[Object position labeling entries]
---
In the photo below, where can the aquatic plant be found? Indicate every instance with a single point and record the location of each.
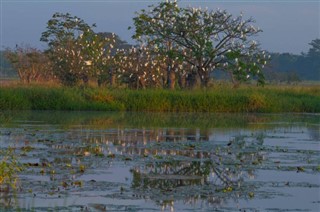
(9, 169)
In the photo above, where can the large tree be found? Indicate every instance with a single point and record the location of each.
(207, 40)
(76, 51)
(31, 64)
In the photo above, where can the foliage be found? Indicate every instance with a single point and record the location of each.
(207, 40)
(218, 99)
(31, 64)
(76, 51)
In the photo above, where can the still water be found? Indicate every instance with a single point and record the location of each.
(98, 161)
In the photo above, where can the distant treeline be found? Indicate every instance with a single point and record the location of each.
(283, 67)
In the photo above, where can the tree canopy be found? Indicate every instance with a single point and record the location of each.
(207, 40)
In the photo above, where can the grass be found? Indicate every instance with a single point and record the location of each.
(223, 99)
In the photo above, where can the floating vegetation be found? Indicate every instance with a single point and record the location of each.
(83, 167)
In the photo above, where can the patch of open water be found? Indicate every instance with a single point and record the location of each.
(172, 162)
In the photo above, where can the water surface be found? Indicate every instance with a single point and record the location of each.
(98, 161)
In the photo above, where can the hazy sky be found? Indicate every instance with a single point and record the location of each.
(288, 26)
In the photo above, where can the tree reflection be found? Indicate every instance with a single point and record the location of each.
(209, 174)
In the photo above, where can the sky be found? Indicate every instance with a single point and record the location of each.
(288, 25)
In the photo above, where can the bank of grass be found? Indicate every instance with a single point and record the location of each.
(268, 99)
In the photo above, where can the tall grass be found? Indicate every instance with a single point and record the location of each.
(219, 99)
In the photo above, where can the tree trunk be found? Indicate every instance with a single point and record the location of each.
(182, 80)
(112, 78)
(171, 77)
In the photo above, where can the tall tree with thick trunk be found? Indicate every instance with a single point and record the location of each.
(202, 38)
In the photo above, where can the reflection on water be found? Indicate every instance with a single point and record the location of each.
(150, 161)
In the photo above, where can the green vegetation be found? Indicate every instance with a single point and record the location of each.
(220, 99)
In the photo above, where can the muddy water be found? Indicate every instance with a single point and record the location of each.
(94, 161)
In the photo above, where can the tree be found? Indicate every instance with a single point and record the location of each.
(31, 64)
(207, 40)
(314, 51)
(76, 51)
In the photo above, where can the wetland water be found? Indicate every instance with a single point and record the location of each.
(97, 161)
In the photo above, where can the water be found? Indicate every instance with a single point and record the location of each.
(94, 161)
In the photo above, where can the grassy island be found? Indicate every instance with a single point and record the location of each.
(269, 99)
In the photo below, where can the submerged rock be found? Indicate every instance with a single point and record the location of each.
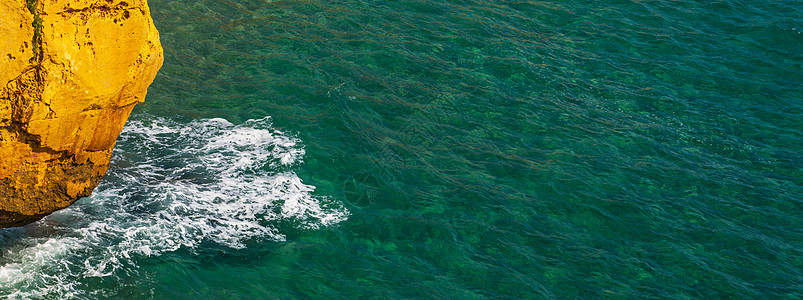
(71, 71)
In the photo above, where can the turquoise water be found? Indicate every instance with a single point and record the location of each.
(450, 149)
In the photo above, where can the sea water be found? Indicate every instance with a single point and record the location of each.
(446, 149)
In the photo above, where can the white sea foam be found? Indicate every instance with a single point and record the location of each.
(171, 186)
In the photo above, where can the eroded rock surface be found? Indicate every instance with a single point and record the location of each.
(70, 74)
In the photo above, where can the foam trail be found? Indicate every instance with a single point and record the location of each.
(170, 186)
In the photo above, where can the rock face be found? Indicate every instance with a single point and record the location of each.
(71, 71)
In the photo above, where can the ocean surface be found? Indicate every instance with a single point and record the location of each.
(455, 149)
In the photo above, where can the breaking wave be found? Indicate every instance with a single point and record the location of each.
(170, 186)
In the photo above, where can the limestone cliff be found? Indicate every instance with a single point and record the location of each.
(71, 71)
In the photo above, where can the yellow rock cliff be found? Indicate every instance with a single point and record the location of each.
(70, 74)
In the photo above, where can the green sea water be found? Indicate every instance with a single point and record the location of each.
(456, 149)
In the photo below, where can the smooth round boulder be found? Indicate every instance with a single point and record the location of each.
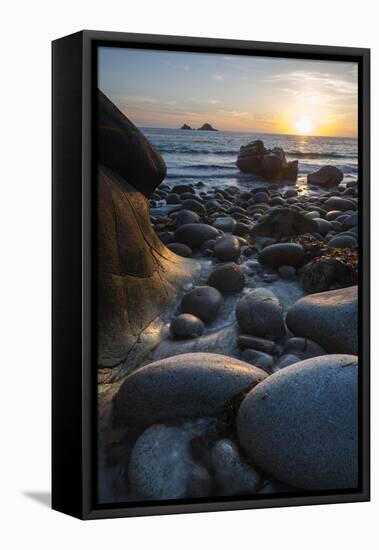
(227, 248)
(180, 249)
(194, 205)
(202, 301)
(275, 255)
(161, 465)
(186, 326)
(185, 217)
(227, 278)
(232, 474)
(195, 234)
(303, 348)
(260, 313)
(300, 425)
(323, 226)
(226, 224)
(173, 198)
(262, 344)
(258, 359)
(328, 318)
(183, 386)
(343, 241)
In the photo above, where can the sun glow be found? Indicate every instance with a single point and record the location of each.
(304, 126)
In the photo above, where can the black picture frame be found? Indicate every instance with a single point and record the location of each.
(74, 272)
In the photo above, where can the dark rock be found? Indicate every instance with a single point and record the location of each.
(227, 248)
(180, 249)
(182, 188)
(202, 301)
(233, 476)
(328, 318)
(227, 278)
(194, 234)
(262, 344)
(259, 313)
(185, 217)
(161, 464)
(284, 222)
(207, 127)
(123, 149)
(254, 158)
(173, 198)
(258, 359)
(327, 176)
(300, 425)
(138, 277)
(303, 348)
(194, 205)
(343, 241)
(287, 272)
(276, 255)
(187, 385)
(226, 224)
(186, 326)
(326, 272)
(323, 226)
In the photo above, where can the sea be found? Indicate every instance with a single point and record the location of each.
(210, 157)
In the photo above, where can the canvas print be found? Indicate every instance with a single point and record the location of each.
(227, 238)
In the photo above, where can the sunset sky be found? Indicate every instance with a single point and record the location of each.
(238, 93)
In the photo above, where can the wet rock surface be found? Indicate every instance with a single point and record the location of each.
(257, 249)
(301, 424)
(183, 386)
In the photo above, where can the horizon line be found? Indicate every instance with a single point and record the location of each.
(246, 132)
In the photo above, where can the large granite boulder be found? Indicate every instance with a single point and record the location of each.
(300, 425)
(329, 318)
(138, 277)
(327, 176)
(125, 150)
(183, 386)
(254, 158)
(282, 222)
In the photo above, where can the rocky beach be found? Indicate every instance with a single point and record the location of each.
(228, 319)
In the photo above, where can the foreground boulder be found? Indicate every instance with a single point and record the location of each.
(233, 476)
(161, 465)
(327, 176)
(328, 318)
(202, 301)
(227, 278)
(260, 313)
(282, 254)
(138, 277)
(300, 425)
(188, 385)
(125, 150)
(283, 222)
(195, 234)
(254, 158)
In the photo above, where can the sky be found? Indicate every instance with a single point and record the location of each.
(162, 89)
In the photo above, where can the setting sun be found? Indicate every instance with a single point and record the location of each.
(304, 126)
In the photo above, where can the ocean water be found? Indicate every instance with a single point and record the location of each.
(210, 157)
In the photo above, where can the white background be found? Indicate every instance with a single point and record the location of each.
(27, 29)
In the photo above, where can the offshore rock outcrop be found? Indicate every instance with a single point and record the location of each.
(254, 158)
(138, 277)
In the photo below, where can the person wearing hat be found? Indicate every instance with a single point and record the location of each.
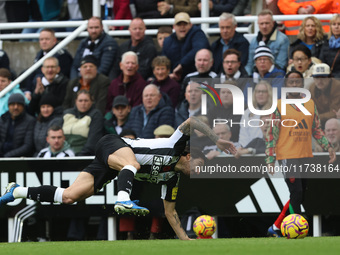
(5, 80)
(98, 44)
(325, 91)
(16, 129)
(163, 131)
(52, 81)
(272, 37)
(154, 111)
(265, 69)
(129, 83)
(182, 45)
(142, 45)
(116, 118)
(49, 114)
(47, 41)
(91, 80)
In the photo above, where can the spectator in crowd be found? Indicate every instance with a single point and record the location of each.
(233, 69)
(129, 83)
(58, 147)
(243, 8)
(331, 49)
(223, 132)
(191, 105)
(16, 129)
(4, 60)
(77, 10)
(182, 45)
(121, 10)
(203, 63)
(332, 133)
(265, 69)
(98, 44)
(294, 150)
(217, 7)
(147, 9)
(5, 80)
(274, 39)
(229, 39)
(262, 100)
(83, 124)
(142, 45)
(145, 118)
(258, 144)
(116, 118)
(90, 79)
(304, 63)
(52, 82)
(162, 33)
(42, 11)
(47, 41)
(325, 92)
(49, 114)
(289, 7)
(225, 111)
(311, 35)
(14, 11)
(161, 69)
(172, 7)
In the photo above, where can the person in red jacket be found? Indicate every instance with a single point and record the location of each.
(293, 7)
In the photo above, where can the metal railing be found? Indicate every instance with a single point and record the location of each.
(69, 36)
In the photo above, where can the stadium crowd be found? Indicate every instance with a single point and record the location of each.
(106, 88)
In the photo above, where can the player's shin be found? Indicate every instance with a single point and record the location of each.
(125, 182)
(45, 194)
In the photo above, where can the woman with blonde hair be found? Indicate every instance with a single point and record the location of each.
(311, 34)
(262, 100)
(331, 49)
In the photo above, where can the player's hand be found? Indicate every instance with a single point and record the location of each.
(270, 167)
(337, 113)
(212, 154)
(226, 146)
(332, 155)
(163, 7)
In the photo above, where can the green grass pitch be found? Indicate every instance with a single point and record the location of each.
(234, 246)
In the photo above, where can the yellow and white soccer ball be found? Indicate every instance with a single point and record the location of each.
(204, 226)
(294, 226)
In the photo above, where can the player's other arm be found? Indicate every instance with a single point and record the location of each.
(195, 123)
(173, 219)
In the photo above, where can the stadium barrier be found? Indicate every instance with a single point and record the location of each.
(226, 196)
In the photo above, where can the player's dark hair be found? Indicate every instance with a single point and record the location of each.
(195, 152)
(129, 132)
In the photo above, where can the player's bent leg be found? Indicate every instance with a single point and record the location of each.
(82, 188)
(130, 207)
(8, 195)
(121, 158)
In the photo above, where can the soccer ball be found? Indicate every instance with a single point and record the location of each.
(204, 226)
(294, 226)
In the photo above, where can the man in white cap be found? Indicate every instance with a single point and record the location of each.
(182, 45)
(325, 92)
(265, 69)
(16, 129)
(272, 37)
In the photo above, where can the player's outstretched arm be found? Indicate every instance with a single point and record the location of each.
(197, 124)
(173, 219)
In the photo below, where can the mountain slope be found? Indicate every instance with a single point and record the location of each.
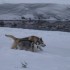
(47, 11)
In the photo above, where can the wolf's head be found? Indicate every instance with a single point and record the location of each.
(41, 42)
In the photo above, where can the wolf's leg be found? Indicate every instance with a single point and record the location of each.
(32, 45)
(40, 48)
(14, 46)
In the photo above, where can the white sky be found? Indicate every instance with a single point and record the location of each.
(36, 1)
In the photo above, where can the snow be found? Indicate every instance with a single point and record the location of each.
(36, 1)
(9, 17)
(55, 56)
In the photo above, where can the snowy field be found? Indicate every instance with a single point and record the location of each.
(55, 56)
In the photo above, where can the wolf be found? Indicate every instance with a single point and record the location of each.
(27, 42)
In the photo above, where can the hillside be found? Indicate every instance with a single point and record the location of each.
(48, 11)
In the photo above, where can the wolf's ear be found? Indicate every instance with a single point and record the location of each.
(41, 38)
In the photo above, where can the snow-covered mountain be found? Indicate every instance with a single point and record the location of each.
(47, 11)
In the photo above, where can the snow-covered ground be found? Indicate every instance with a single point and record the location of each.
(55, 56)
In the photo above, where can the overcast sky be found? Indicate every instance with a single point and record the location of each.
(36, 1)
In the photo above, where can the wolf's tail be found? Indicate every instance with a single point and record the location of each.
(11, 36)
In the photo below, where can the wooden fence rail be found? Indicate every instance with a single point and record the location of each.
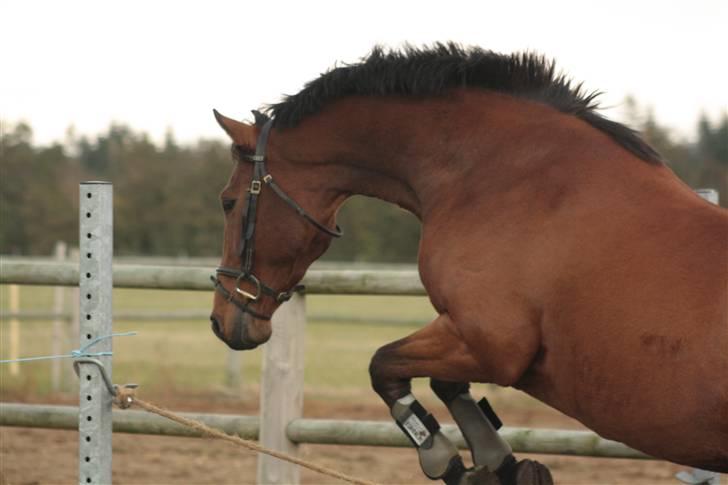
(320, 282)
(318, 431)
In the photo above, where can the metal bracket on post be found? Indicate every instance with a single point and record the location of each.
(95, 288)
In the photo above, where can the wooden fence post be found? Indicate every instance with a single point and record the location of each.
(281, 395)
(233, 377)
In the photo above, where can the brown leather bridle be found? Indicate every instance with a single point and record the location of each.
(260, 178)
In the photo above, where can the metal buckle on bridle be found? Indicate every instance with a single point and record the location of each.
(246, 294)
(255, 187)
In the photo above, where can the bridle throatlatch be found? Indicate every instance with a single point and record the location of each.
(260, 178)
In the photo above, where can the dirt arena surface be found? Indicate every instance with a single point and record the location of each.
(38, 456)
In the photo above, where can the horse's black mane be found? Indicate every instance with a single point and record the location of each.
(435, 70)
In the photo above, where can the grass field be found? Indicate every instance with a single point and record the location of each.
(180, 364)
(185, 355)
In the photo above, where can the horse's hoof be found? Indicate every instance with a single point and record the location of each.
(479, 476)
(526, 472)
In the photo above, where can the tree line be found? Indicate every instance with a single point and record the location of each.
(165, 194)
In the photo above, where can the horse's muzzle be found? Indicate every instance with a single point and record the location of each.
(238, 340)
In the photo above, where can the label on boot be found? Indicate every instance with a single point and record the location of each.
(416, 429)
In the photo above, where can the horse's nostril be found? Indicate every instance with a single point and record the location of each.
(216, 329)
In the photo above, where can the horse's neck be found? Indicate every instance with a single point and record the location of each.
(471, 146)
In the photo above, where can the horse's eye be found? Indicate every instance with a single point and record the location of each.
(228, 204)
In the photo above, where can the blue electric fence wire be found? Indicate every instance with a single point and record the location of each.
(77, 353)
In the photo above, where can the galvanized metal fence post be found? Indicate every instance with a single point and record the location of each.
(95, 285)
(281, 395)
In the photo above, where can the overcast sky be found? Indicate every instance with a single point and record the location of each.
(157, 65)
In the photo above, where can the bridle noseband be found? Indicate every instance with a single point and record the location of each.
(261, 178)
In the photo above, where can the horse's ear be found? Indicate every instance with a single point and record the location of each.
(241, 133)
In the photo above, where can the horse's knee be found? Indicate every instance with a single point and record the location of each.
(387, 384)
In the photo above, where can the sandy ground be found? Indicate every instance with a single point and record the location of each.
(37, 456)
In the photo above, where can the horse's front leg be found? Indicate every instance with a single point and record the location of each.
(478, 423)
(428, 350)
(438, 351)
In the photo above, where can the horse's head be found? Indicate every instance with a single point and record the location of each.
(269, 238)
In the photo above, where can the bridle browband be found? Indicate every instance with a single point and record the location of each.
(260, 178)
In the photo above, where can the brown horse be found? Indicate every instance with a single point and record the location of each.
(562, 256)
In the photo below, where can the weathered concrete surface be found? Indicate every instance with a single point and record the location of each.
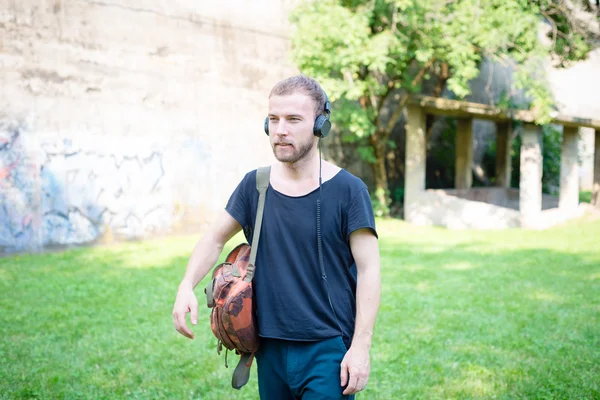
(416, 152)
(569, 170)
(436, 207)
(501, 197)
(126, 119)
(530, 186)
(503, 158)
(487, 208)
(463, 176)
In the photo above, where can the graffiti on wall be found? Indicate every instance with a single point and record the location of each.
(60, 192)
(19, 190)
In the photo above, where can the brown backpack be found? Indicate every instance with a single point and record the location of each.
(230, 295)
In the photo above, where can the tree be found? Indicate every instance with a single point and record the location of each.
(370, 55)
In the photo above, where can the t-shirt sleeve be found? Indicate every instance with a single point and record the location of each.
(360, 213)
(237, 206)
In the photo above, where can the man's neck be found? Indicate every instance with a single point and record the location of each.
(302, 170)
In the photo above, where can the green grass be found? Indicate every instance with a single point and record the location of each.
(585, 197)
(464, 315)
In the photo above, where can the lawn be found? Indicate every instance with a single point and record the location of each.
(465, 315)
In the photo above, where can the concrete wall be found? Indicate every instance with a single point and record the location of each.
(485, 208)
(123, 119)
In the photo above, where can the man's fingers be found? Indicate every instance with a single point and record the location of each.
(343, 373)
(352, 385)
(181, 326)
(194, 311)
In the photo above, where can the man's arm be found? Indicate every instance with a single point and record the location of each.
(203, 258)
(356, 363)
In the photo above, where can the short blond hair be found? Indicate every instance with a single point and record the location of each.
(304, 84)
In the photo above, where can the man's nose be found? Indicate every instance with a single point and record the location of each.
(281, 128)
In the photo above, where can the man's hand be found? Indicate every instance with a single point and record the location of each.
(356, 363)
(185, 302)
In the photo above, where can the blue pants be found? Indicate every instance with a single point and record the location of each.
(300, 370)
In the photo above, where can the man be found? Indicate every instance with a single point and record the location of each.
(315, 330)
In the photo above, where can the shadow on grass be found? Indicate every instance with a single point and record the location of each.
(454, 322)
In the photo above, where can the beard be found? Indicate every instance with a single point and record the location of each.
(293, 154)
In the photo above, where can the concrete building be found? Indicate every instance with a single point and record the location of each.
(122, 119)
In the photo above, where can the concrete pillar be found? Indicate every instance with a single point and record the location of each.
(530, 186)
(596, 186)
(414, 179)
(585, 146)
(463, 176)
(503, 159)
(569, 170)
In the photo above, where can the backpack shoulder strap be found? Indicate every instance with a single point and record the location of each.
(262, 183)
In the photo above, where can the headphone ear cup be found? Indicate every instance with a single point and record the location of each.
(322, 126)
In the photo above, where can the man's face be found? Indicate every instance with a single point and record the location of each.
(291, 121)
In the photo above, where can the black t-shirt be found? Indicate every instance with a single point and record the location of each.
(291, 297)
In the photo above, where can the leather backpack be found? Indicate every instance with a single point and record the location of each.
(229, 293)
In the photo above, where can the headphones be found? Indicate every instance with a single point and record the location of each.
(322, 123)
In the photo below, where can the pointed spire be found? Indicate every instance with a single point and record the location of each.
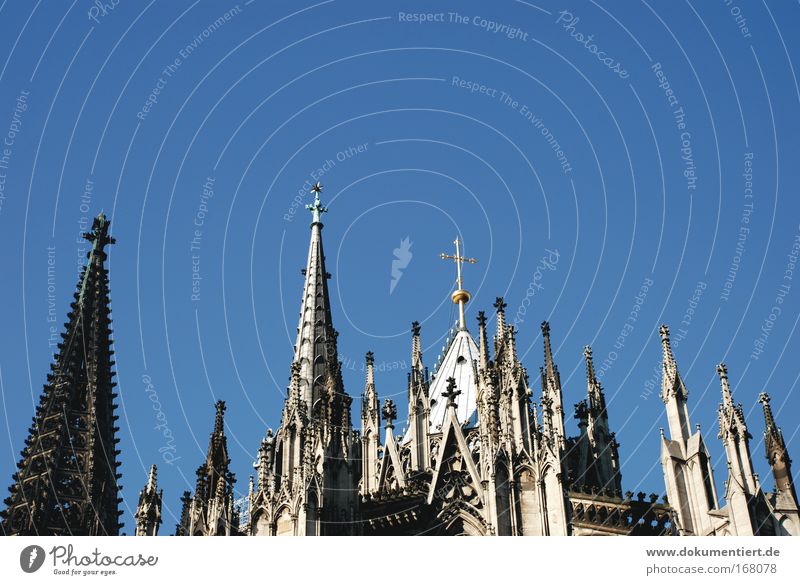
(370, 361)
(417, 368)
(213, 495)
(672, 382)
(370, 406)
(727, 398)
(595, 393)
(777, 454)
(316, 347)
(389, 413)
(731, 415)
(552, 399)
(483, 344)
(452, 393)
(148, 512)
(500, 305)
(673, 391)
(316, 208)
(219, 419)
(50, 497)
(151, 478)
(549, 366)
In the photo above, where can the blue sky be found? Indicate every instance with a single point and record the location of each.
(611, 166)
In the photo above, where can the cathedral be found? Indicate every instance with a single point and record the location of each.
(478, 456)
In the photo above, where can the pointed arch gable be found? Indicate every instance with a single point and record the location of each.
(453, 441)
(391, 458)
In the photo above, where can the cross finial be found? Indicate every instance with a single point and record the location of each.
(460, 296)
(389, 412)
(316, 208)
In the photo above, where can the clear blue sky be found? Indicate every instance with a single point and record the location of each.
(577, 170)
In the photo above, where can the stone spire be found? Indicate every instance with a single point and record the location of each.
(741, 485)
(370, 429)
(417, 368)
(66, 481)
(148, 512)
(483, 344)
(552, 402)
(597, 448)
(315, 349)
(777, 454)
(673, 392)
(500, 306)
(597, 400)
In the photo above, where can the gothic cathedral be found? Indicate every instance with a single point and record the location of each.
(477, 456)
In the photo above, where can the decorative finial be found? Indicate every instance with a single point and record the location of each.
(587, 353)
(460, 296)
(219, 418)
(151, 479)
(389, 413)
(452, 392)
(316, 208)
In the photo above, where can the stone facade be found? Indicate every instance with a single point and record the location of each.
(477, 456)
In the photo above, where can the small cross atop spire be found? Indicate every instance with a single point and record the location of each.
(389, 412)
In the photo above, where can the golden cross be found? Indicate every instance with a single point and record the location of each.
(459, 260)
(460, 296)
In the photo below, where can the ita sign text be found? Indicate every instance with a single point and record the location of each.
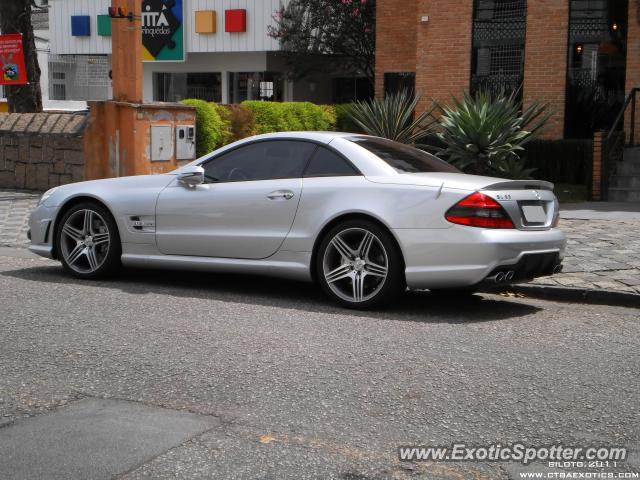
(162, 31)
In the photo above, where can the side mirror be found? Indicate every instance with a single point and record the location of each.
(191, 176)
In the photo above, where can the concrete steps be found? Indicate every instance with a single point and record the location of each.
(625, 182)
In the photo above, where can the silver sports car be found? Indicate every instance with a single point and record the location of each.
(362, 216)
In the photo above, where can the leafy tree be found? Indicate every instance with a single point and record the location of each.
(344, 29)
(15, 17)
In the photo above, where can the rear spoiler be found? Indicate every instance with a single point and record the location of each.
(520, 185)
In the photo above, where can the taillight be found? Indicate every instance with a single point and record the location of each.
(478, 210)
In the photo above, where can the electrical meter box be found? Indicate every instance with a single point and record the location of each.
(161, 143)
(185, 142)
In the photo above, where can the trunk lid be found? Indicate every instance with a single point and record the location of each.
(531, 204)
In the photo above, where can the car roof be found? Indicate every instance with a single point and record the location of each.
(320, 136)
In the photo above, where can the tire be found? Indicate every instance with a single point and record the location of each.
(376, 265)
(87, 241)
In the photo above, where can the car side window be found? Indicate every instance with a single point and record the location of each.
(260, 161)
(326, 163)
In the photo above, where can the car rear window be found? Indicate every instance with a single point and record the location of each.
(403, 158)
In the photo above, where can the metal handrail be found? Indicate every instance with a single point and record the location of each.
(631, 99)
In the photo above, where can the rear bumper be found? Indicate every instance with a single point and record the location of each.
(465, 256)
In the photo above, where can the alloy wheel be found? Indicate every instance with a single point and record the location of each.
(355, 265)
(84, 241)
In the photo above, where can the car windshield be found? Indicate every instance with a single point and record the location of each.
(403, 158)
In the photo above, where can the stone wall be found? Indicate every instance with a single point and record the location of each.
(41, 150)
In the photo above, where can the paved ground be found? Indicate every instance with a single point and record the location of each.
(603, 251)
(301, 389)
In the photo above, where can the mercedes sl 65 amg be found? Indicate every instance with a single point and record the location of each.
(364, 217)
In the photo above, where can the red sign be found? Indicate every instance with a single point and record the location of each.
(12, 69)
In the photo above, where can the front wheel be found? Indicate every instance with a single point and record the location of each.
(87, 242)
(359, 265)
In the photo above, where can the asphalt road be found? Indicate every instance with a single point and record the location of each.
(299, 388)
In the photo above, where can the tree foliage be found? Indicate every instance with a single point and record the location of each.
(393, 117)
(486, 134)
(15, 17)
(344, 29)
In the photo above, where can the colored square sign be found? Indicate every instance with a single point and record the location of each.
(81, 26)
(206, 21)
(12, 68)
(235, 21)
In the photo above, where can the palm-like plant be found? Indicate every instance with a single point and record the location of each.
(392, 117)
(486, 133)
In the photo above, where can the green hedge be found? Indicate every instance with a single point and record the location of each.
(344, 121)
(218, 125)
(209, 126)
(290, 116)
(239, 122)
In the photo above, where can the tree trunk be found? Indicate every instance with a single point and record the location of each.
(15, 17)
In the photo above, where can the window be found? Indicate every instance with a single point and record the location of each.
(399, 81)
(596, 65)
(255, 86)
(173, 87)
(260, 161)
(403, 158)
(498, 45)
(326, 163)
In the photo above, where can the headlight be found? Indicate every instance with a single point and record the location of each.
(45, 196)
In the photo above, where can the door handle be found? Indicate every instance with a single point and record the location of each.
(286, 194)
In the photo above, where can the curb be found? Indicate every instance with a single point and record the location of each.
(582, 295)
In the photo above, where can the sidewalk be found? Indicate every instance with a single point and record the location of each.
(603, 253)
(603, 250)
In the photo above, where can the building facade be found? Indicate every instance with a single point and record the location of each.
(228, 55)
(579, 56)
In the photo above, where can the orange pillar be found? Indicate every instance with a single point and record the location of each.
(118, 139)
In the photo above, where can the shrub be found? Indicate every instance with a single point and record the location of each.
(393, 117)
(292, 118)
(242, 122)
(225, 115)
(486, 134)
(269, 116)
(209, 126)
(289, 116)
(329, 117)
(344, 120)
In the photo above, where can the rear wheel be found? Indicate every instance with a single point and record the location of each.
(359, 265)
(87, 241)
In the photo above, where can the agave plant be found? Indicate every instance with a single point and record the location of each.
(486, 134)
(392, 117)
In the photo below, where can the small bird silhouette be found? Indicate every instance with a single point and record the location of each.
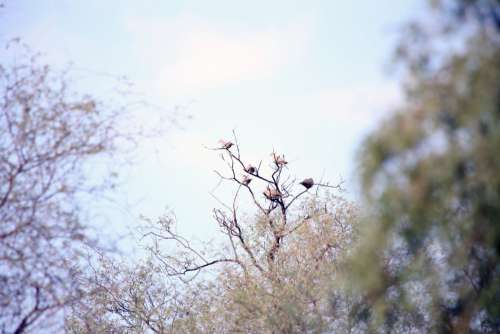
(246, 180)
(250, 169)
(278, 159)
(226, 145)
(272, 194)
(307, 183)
---
## REQUIREMENTS
Could you turn everything from the line containing "In the photo above, where can the door" down to the end of the material into a Markdown table with the columns Row and Line, skipping blank lines and leaving the pictures out?

## RESPONSE
| Row | Line |
|---|---|
| 1 | In the photo above, where can the door handle be found? Indicate every instance with a single point and record the location of each. |
| 2 | (286, 194) |
| 3 | In the photo above, where can the curb be found? Indicate every instance with a single point and record the location of each. |
| 4 | (582, 295) |
| 5 | In the photo above, where can the sidewalk be found? Indicate every instance with a single point and record the location of each. |
| 6 | (603, 253) |
| 7 | (603, 250) |
| 8 | In the photo above, where can the building facade be found? Indicate every instance with a single point and record the location of each. |
| 9 | (228, 55) |
| 10 | (579, 56) |
| 11 | In the photo above, where can the orange pillar be found? Indicate every instance with a single point and record the location of each. |
| 12 | (118, 139) |
| 13 | In the photo above, where can the shrub be found? Indicate every instance with a single point and record the location of each. |
| 14 | (393, 117) |
| 15 | (292, 118) |
| 16 | (242, 122) |
| 17 | (225, 115) |
| 18 | (486, 134) |
| 19 | (269, 116) |
| 20 | (209, 126) |
| 21 | (289, 116) |
| 22 | (329, 117) |
| 23 | (344, 120) |
| 24 | In the photo above, where can the rear wheel be found? Indicate every instance with a single point and record the location of each. |
| 25 | (359, 265) |
| 26 | (87, 241) |
| 27 | In the photo above, where can the agave plant be found? Indicate every instance with a single point and record the location of each. |
| 28 | (486, 134) |
| 29 | (392, 117) |
| 30 | In the photo below, where can the small bird silhouette be found? Indicate every instance with a single point and record the location of each. |
| 31 | (246, 180) |
| 32 | (250, 169) |
| 33 | (278, 159) |
| 34 | (226, 145) |
| 35 | (272, 194) |
| 36 | (307, 183) |